§ What you need to do
Reproduce every item below verbatim, leaving the pictures out of your reply.

Excerpts from segmentation records
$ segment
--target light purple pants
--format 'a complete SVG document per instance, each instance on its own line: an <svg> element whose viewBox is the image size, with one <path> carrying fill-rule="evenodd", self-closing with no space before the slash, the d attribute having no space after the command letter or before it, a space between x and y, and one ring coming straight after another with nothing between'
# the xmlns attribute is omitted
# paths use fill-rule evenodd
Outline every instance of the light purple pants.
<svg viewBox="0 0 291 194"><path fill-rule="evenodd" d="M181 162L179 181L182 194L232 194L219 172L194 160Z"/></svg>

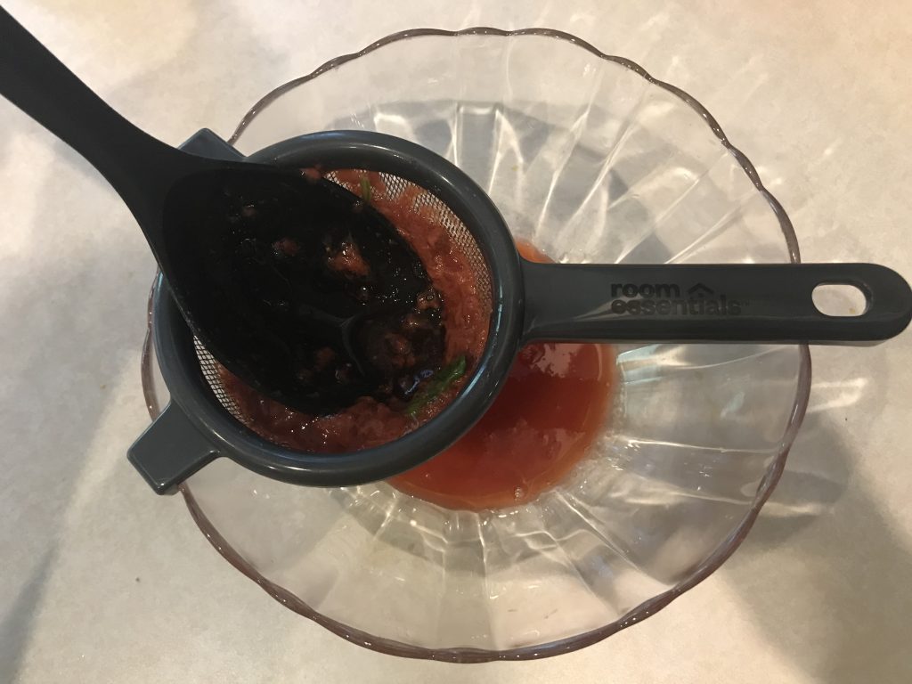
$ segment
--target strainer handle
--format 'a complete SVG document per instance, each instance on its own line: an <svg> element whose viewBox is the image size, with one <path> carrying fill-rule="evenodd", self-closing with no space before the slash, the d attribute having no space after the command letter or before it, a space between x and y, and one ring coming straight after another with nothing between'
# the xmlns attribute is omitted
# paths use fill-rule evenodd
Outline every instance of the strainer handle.
<svg viewBox="0 0 912 684"><path fill-rule="evenodd" d="M170 403L133 443L127 458L157 494L177 485L218 457L181 408Z"/></svg>
<svg viewBox="0 0 912 684"><path fill-rule="evenodd" d="M523 262L523 340L859 344L901 333L912 291L873 264L562 264ZM827 316L823 285L848 285L859 315Z"/></svg>

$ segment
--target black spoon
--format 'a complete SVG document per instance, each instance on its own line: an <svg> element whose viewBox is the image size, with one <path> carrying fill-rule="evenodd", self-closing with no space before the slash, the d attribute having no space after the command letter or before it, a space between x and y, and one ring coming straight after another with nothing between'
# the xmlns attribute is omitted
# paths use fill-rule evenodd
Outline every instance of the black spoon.
<svg viewBox="0 0 912 684"><path fill-rule="evenodd" d="M161 142L105 104L3 8L0 94L123 198L192 330L229 370L309 412L369 394L382 399L389 378L371 363L365 348L376 344L364 336L385 328L365 324L395 325L430 279L381 213L318 176ZM353 247L368 275L329 267L327 255Z"/></svg>

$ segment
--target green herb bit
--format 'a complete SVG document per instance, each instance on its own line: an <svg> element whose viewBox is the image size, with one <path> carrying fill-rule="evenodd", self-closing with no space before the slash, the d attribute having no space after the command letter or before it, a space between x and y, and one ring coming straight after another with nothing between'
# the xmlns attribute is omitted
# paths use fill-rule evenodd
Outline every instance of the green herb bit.
<svg viewBox="0 0 912 684"><path fill-rule="evenodd" d="M367 176L361 176L361 199L365 202L370 202L370 195L373 192L373 188L370 187L370 181Z"/></svg>
<svg viewBox="0 0 912 684"><path fill-rule="evenodd" d="M421 409L443 394L451 385L464 375L465 357L460 357L444 366L430 377L424 389L412 397L411 401L405 408L406 415L409 418L415 418Z"/></svg>

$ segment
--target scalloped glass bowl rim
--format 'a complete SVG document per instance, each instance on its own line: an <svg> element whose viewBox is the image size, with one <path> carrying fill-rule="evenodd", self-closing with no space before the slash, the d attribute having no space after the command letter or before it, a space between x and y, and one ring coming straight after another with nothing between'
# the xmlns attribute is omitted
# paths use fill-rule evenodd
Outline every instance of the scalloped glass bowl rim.
<svg viewBox="0 0 912 684"><path fill-rule="evenodd" d="M798 239L795 235L792 222L789 220L784 209L782 209L778 200L776 200L775 197L773 197L772 194L770 193L770 192L763 186L753 164L750 161L750 160L748 160L743 152L729 142L720 125L700 102L680 88L668 83L665 83L664 81L660 81L658 78L654 78L648 74L648 72L646 71L646 69L635 62L624 57L606 55L586 41L573 36L572 34L555 29L524 28L514 31L506 31L488 26L477 26L460 31L448 31L436 28L415 28L390 34L384 38L371 43L369 46L362 50L359 50L358 52L342 55L330 59L309 74L290 80L287 83L284 83L274 88L265 96L261 98L247 111L241 122L238 124L234 132L232 134L231 138L229 138L228 141L233 144L240 138L241 134L244 131L251 121L253 121L264 109L268 107L270 103L277 99L284 93L304 83L313 80L321 74L339 67L346 62L364 57L365 55L368 55L375 50L382 48L384 46L402 40L425 36L455 37L459 36L493 36L501 37L538 36L566 41L582 49L587 50L601 59L615 62L622 67L625 67L650 83L658 86L659 88L663 88L668 92L678 96L681 100L683 100L689 107L693 108L700 115L712 133L716 136L716 138L718 138L720 144L726 148L735 157L750 181L753 183L754 187L770 203L771 209L779 220L782 236L785 240L792 262L797 263L801 261L798 249ZM158 398L155 393L155 383L152 380L151 329L151 301L150 300L148 329L142 349L141 372L142 388L146 399L146 405L149 409L150 415L154 418L159 414L161 407L159 406ZM620 619L598 627L597 629L593 629L572 637L539 646L523 647L507 650L457 648L428 648L373 637L361 630L349 627L342 623L333 620L330 617L327 617L326 616L321 615L301 601L295 595L261 575L236 551L234 551L230 544L228 544L224 538L210 523L205 513L199 507L193 498L193 494L191 492L190 487L187 486L186 483L182 483L180 486L180 491L184 497L187 507L190 509L191 515L192 516L194 522L200 527L200 530L210 541L212 546L215 547L215 549L225 558L225 560L252 580L256 582L256 584L258 584L267 594L282 603L282 605L285 607L294 610L305 617L314 620L317 624L348 641L381 653L407 658L446 660L458 663L475 663L490 660L523 660L555 656L561 653L576 650L597 641L601 641L602 639L610 637L612 634L615 634L625 627L630 627L631 625L641 622L646 617L654 615L681 594L710 576L710 575L719 569L728 557L731 555L735 549L741 545L741 543L744 540L748 532L750 532L751 526L753 525L754 521L757 519L760 510L762 508L766 500L775 488L776 483L779 482L779 478L785 467L785 461L788 456L789 449L791 448L792 442L794 440L798 429L801 427L801 423L804 418L811 389L811 356L810 350L806 345L802 345L800 347L800 359L798 384L794 402L793 404L789 424L780 444L779 452L770 465L769 470L758 488L753 504L735 531L729 536L727 541L720 544L720 546L717 547L716 550L700 565L699 565L687 579L680 582L671 589L658 596L653 596L649 600L636 606Z"/></svg>

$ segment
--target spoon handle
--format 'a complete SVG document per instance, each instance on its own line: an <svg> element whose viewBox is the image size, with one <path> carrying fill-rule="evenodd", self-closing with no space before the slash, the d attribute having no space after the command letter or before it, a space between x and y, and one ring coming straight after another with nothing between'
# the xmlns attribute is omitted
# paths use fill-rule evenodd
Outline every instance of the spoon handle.
<svg viewBox="0 0 912 684"><path fill-rule="evenodd" d="M163 199L170 167L188 156L114 111L2 7L0 95L85 157L134 213Z"/></svg>
<svg viewBox="0 0 912 684"><path fill-rule="evenodd" d="M595 265L523 262L525 341L855 344L898 335L912 291L872 264ZM827 316L821 285L865 295L857 316Z"/></svg>

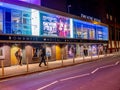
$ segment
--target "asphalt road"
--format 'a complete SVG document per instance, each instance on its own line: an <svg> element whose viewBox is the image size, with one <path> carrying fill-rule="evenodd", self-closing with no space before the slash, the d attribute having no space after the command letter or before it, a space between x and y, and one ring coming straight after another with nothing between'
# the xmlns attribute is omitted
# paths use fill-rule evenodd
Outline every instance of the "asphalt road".
<svg viewBox="0 0 120 90"><path fill-rule="evenodd" d="M0 90L120 90L120 57L1 80Z"/></svg>

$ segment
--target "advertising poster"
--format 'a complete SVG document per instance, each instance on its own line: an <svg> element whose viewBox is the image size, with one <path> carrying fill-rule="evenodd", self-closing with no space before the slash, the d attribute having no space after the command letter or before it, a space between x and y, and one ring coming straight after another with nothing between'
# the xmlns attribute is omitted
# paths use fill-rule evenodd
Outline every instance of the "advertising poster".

§ Solution for this problem
$ segment
--target light purple pants
--format 'a complete SVG document per instance, each instance on its own line: an <svg> element whose viewBox is the image size, with one <path> carrying fill-rule="evenodd", self-closing with no space before the slash, the d attribute having no space after the command letter or before it, a space between x and y, and one ring coming straight after another with nothing between'
# the xmlns attribute is omitted
# paths use fill-rule evenodd
Outline every instance of the light purple pants.
<svg viewBox="0 0 291 194"><path fill-rule="evenodd" d="M181 162L179 181L182 194L232 194L219 172L194 160Z"/></svg>

$ segment
--target strainer handle
--format 'a complete SVG document per instance, each instance on its own line: an <svg> element whose viewBox is the image size, with one <path> carrying fill-rule="evenodd", self-closing with no space before the slash, the d attribute having no space after the command letter or before it, a space between x and y, and one ring coming straight after another with nothing between'
# the xmlns attribute is omitted
# paths use fill-rule evenodd
Outline every instance of the strainer handle.
<svg viewBox="0 0 912 684"><path fill-rule="evenodd" d="M170 403L133 443L127 458L157 494L177 485L218 457L181 408Z"/></svg>
<svg viewBox="0 0 912 684"><path fill-rule="evenodd" d="M523 262L523 340L859 344L901 333L912 291L873 264L562 264ZM827 316L823 285L848 285L859 315Z"/></svg>

$ segment
--target black spoon
--format 'a complete SVG document per instance, each instance on its own line: an <svg> element whose viewBox is the image size, with one <path> carrying fill-rule="evenodd", self-closing with no space before the slash, the d attribute having no space after the command letter or before it, a space between x and y, and one ring coming straight after another with nothing between'
# the xmlns attribute is omitted
# paths use fill-rule evenodd
Outline every instance of the black spoon.
<svg viewBox="0 0 912 684"><path fill-rule="evenodd" d="M161 142L105 104L3 8L0 94L123 198L192 330L229 370L309 412L369 394L382 399L389 378L371 363L365 348L376 344L364 336L385 328L365 324L395 325L430 279L381 213L318 176ZM353 247L368 275L329 267L327 255Z"/></svg>

$ segment
--target green herb bit
--format 'a complete SVG document per instance, each instance on its own line: an <svg> element whose viewBox is the image size, with one <path> carrying fill-rule="evenodd", self-closing with no space before the slash, the d attribute having no space after the command letter or before it, a space between x and y, and one ring coming straight after another with nothing between'
# the xmlns attribute is omitted
# paths use fill-rule evenodd
Outline every instance of the green herb bit.
<svg viewBox="0 0 912 684"><path fill-rule="evenodd" d="M367 176L361 176L361 199L365 202L370 202L370 195L373 192L373 188L370 187L370 181Z"/></svg>
<svg viewBox="0 0 912 684"><path fill-rule="evenodd" d="M421 409L443 394L451 385L464 375L465 357L460 357L444 366L430 377L424 389L412 397L411 401L405 408L406 415L409 418L415 418Z"/></svg>

$ segment
--target scalloped glass bowl rim
--format 'a complete SVG document per instance, each instance on its own line: an <svg> element whose viewBox is the image size, with one <path> carrying fill-rule="evenodd", self-closing with no space before the slash, the d attribute having no space after the command letter or before it, a space between x and y, and one ring coming straight after another with nothing between'
# the xmlns attribute is omitted
# paths use fill-rule evenodd
Outline every instance of the scalloped glass bowl rim.
<svg viewBox="0 0 912 684"><path fill-rule="evenodd" d="M798 239L795 235L792 222L789 220L784 209L782 209L778 200L776 200L775 197L773 197L772 194L770 193L770 192L763 186L753 164L750 161L750 160L748 160L743 152L729 142L720 125L700 102L680 88L668 83L665 83L664 81L660 81L658 78L654 78L648 74L648 72L646 71L646 69L635 62L624 57L606 55L586 41L573 36L572 34L555 29L524 28L514 31L506 31L488 26L477 26L460 31L448 31L436 28L415 28L390 34L384 38L371 43L369 46L362 50L359 50L358 52L342 55L330 59L309 74L290 80L287 83L284 83L274 88L265 96L261 98L247 111L241 122L238 124L234 132L232 134L231 138L229 138L228 141L233 144L240 138L241 134L244 131L251 121L253 121L264 109L268 107L270 103L277 99L284 93L304 83L313 80L321 74L339 67L346 62L364 57L365 55L368 55L375 50L382 48L384 46L402 40L425 36L455 37L459 36L493 36L501 37L538 36L566 41L582 49L587 50L601 59L615 62L622 67L625 67L650 83L658 86L659 88L663 88L668 92L678 96L681 100L683 100L689 107L693 108L700 115L712 133L716 136L716 138L718 138L720 144L726 148L735 157L750 181L753 183L754 187L770 203L771 209L779 220L782 236L785 240L792 262L797 263L801 261L798 249ZM158 398L155 393L155 383L152 380L151 329L151 301L150 300L148 329L142 349L141 372L142 388L146 399L146 405L149 409L150 415L154 418L159 414L161 407L159 406ZM620 619L598 627L597 629L593 629L572 637L539 646L523 647L507 650L457 648L428 648L373 637L361 630L349 627L342 623L333 620L330 617L327 617L326 616L321 615L301 601L295 595L261 575L236 551L234 551L230 544L228 544L224 538L210 523L205 513L199 507L193 498L193 494L191 492L190 487L187 486L186 483L182 483L180 486L180 491L184 497L187 507L190 509L191 515L192 516L194 522L200 527L200 530L210 541L212 546L215 547L215 549L225 558L225 560L252 580L256 582L256 584L258 584L267 594L282 603L282 605L285 607L294 610L305 617L314 620L317 624L348 641L381 653L407 658L446 660L458 663L475 663L490 660L523 660L555 656L561 653L576 650L597 641L601 641L602 639L610 637L612 634L615 634L625 627L630 627L631 625L641 622L646 617L654 615L681 594L710 576L710 575L719 569L728 557L731 555L735 549L741 545L741 543L744 540L748 532L750 532L751 526L753 525L754 521L757 519L760 510L762 508L766 500L775 488L776 483L779 482L779 478L785 467L785 461L788 456L789 449L791 448L792 442L794 440L798 429L801 427L801 423L804 418L811 389L811 356L810 350L806 345L802 345L800 347L800 359L798 384L794 402L793 404L789 424L780 444L779 452L770 465L769 470L758 488L753 504L735 531L729 536L727 541L720 544L720 546L717 547L716 550L700 565L699 565L687 579L680 582L671 589L658 596L653 596L649 600L636 606Z"/></svg>

$ segment
--target spoon handle
--format 'a complete SVG document per instance, each instance on its own line: an <svg> element whose viewBox is the image size, with one <path> carrying fill-rule="evenodd", self-closing with no space before the slash, the d attribute having no space after the command letter or before it, a space between x and y, and one ring coming straight after another with nothing between'
# the xmlns attribute is omitted
# paths use fill-rule evenodd
Outline every instance of the spoon handle.
<svg viewBox="0 0 912 684"><path fill-rule="evenodd" d="M163 199L170 167L188 156L114 111L2 7L0 95L85 157L134 213Z"/></svg>
<svg viewBox="0 0 912 684"><path fill-rule="evenodd" d="M595 265L523 262L525 341L855 344L898 335L912 291L872 264ZM827 316L821 285L865 295L857 316Z"/></svg>

$ segment
--target "asphalt road"
--format 'a complete SVG document per instance, each instance on its own line: an <svg> element whose viewBox is the image size, with one <path> carrying fill-rule="evenodd", self-closing with no space before the slash, the d attribute having no space after the command letter or before it, a space between x and y, and one ring coming straight after another with nothing between'
# the xmlns attribute is omitted
# paths use fill-rule evenodd
Outline every instance of the "asphalt road".
<svg viewBox="0 0 120 90"><path fill-rule="evenodd" d="M0 90L120 90L120 57L1 80Z"/></svg>

$ segment
--target "advertising poster"
--format 'a complete SVG document per instance, each instance on its own line: an <svg> element whose viewBox is the image size, with one <path> carrying fill-rule="evenodd", self-closing with no space before the slash, the d attribute having no space after the command letter or before it, a space between x and y, and one ring coming straight after another with nothing between'
# the xmlns attribute is omitted
# paths use fill-rule evenodd
Outline every instance of the "advertising poster".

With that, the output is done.